▸ ACTIVITY
Among the records below, which lines contain the string "whole"? Report them.

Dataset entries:
═══
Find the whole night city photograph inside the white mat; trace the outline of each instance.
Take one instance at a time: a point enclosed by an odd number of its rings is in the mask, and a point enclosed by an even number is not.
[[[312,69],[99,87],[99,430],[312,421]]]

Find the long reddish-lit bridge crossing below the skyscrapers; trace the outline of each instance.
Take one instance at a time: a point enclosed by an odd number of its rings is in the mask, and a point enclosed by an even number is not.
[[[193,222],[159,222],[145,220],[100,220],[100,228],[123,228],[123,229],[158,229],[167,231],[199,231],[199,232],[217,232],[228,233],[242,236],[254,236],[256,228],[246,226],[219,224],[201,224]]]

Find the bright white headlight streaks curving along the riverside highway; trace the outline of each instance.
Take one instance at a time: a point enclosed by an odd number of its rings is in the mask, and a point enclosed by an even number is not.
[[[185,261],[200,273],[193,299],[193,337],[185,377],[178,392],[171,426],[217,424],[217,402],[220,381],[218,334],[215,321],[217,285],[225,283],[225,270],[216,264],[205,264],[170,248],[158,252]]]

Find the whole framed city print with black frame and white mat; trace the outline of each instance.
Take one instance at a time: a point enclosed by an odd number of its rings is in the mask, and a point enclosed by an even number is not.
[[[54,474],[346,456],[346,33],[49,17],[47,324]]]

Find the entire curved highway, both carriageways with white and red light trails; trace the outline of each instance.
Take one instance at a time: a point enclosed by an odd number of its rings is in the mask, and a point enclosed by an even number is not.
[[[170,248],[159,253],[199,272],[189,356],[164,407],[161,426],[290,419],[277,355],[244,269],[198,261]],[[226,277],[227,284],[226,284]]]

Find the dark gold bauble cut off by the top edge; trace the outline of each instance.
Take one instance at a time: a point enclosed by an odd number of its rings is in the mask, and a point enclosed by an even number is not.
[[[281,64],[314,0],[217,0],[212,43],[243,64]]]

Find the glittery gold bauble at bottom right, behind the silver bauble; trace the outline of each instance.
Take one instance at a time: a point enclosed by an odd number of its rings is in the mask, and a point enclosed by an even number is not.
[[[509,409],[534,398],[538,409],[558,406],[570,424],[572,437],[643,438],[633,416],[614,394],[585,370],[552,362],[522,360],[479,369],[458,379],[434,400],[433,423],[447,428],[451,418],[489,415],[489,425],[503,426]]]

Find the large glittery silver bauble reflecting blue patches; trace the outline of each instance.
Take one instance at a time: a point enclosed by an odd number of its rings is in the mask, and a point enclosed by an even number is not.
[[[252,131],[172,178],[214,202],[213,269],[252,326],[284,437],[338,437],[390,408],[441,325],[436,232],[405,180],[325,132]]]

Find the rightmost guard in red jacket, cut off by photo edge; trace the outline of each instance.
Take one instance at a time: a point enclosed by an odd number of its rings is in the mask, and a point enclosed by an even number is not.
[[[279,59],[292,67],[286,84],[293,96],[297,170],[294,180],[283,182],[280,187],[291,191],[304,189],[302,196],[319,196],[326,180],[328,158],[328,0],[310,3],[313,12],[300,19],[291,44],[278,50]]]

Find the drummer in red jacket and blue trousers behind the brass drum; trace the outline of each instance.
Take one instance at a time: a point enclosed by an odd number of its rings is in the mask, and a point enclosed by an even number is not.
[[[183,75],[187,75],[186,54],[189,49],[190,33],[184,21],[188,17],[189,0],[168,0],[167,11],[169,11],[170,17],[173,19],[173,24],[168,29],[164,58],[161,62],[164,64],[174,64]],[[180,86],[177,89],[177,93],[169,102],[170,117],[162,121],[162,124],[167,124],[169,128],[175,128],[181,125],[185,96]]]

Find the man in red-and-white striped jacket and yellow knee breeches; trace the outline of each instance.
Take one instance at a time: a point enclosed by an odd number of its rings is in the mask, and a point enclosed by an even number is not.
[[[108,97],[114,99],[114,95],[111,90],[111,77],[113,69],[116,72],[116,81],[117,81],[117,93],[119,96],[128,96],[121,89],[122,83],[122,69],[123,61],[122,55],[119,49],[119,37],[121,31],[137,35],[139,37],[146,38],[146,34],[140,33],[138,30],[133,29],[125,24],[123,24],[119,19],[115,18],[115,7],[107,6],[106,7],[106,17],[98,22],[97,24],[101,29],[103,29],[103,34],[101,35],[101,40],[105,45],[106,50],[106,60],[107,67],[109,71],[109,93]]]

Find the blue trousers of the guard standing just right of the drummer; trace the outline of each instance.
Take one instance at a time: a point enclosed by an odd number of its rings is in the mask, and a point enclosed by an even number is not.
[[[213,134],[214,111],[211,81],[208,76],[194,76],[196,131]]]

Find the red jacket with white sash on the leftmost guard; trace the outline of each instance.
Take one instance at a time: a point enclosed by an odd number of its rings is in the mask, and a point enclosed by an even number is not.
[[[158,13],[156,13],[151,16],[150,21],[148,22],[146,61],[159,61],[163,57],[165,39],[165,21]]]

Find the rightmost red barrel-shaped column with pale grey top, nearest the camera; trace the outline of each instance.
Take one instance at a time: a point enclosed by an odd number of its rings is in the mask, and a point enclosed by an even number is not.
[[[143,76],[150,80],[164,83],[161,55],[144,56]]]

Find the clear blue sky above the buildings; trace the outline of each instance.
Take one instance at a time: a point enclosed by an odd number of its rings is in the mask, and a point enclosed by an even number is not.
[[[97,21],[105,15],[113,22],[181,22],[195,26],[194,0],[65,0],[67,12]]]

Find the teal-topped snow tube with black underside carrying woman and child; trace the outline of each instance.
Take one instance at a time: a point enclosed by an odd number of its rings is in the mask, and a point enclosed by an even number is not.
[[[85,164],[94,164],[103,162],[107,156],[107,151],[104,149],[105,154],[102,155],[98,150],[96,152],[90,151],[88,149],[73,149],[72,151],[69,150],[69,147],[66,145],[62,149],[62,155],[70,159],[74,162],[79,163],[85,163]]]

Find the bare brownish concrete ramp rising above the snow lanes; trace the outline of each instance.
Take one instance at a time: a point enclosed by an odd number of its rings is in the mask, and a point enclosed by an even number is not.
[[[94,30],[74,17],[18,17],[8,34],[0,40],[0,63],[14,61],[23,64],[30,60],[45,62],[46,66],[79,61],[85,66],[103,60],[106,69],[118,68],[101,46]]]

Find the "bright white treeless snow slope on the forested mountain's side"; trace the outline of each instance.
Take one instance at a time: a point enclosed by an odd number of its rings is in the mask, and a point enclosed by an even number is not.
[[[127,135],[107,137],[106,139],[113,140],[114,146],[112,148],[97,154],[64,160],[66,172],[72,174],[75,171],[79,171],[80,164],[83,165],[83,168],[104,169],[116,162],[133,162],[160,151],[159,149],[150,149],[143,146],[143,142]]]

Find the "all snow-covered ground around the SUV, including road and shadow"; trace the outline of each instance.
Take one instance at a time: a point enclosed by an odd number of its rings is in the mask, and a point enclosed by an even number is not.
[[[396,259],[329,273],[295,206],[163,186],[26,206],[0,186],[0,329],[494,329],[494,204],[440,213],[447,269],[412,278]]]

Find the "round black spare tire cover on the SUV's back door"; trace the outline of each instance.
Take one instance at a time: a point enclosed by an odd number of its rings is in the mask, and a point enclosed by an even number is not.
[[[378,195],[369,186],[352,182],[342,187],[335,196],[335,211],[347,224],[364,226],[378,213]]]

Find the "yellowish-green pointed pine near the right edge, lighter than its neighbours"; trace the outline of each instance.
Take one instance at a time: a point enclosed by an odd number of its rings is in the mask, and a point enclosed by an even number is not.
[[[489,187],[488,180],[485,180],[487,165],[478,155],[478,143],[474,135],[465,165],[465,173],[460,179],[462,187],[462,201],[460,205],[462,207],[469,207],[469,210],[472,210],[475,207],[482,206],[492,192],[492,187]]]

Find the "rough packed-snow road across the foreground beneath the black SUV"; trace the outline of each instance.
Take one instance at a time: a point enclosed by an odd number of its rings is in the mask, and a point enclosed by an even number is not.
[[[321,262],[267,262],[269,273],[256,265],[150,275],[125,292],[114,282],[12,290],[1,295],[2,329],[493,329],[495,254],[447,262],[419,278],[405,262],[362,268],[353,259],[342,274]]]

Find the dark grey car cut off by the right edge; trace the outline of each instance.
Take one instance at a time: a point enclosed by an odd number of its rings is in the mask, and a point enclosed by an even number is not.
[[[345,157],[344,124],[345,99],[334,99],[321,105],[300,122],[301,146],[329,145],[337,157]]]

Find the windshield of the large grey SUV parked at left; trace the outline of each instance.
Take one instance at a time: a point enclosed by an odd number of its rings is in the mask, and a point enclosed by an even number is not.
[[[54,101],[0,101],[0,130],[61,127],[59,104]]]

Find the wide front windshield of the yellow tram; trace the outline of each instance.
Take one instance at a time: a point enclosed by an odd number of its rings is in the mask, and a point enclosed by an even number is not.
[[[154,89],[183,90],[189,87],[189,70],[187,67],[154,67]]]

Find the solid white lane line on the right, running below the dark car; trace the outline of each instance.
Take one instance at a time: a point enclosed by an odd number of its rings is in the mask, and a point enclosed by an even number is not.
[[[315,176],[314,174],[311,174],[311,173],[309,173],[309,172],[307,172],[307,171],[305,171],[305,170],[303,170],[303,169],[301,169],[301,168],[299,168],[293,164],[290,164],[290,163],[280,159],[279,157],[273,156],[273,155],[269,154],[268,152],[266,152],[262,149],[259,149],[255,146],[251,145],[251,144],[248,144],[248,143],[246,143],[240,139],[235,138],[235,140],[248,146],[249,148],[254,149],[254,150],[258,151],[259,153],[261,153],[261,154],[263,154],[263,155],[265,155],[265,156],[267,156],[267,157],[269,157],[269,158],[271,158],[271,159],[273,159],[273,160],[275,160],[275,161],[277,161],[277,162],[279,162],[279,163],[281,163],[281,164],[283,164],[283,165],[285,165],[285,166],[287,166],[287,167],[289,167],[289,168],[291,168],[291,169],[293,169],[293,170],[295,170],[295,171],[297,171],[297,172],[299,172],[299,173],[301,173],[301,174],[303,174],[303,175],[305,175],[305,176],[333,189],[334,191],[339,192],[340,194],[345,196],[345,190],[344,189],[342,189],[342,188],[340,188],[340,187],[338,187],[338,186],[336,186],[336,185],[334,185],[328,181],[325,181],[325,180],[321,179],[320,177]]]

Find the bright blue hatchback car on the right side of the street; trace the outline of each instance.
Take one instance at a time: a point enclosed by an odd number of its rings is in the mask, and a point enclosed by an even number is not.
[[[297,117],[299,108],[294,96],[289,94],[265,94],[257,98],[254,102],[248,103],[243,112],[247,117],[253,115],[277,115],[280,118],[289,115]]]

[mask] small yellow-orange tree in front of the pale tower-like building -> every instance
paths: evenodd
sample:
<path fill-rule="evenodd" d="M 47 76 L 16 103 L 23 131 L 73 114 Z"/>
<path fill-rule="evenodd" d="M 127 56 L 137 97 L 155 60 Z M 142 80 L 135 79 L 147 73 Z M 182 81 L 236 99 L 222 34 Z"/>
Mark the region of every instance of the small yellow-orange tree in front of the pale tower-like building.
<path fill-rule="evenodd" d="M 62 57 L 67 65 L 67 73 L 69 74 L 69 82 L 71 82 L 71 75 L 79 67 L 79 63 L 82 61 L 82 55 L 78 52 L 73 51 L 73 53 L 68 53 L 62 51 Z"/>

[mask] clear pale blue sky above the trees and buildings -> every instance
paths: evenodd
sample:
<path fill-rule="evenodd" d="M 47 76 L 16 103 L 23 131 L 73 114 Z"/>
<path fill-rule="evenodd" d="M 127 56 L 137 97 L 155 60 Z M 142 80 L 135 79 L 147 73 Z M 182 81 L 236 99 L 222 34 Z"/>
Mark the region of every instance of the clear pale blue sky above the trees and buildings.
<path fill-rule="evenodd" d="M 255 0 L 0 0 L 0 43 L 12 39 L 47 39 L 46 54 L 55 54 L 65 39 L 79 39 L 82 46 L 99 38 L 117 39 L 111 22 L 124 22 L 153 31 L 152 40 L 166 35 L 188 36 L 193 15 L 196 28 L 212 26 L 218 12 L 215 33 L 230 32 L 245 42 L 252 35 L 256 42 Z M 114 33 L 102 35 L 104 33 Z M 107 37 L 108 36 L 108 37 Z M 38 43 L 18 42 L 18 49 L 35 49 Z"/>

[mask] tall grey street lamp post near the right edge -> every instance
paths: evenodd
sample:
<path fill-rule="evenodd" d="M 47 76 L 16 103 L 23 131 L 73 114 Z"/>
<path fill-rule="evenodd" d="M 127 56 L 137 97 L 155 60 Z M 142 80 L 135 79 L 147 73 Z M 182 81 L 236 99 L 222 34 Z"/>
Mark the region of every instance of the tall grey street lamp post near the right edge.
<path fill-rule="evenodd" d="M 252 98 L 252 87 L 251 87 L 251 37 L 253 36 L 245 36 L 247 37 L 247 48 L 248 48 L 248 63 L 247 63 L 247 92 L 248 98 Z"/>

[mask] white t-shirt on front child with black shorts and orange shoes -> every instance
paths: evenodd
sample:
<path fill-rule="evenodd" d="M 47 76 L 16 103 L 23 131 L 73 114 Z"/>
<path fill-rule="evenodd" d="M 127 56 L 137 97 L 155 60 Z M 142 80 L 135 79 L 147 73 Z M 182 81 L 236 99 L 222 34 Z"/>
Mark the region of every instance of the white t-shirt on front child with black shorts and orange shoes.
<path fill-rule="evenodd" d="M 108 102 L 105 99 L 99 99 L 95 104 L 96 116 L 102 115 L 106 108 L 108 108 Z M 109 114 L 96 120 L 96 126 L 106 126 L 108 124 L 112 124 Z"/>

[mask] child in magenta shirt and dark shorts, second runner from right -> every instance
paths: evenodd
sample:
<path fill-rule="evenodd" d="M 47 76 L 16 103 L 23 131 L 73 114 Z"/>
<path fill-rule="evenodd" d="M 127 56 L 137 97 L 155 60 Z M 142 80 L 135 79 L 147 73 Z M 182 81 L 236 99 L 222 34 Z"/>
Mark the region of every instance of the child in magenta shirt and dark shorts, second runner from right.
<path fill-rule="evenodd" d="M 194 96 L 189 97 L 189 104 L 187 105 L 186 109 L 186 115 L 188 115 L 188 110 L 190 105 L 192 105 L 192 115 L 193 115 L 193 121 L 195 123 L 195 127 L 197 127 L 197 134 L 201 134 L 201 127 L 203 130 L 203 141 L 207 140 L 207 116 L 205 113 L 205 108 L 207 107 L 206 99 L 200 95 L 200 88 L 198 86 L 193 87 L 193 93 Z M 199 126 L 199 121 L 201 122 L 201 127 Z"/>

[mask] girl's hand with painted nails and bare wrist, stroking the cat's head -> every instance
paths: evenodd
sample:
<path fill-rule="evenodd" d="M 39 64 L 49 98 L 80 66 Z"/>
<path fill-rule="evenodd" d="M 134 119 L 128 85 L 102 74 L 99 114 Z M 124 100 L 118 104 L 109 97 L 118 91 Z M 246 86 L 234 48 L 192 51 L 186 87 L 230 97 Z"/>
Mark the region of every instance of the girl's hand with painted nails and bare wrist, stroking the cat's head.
═══
▸ TASK RESPONSE
Find the whole night city photograph inside the white mat; trace the outline of each instance.
Find the whole framed city print with black frame and white mat; trace the outline of each instance.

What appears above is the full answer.